___ DATA IN THIS EXERCISE

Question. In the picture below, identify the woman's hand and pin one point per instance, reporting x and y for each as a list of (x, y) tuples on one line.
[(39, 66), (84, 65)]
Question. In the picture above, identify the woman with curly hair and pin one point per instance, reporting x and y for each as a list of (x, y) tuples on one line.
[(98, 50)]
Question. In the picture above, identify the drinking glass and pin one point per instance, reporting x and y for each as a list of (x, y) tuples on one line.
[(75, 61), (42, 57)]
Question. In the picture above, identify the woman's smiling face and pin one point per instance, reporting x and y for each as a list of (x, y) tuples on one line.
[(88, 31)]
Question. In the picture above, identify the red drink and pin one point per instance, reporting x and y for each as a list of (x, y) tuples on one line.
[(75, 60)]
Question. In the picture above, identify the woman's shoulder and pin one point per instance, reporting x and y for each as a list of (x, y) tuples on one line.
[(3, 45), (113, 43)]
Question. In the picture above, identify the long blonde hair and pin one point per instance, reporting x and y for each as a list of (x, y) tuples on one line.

______

* **REQUIRED ACTION**: The full data must appear again, retyped in every detail.

* **OUTPUT FOR THIS EXERCISE**:
Question. In the picture below, identify the woman's hand and pin one point per instance, reporting x and y for each as a list of (x, y) tuples on one line.
[(39, 66), (84, 65)]
Question. In the picture above, identify the woman with curly hair and pin one point per instance, reporting x and y for each as a list of (x, y) tuples on one line.
[(98, 50)]
Question. In the picture above, identify the drinking glass and pin one point per instance, reporting x and y for each as a list of (x, y) tuples on one line.
[(75, 61), (42, 57)]
Question. In the picture above, identify the woman's smiling face and pin one point per instance, reporting x and y for each as a list of (x, y) tuples on one line.
[(88, 31)]
Question. In the picture above, identify the red drink and pin one point per instance, reporting x and y for each as a list of (x, y) tuples on one line.
[(75, 60)]
Question. In the picture above, identify the woman's shoulder and pin one point per instance, reporting x and y for each as a list of (x, y) tuples on one line.
[(3, 45), (113, 43)]
Question. In the picture above, identify the long blonde hair and pin one point per instance, reporting x and y for each as a list of (x, y) tuples on one line.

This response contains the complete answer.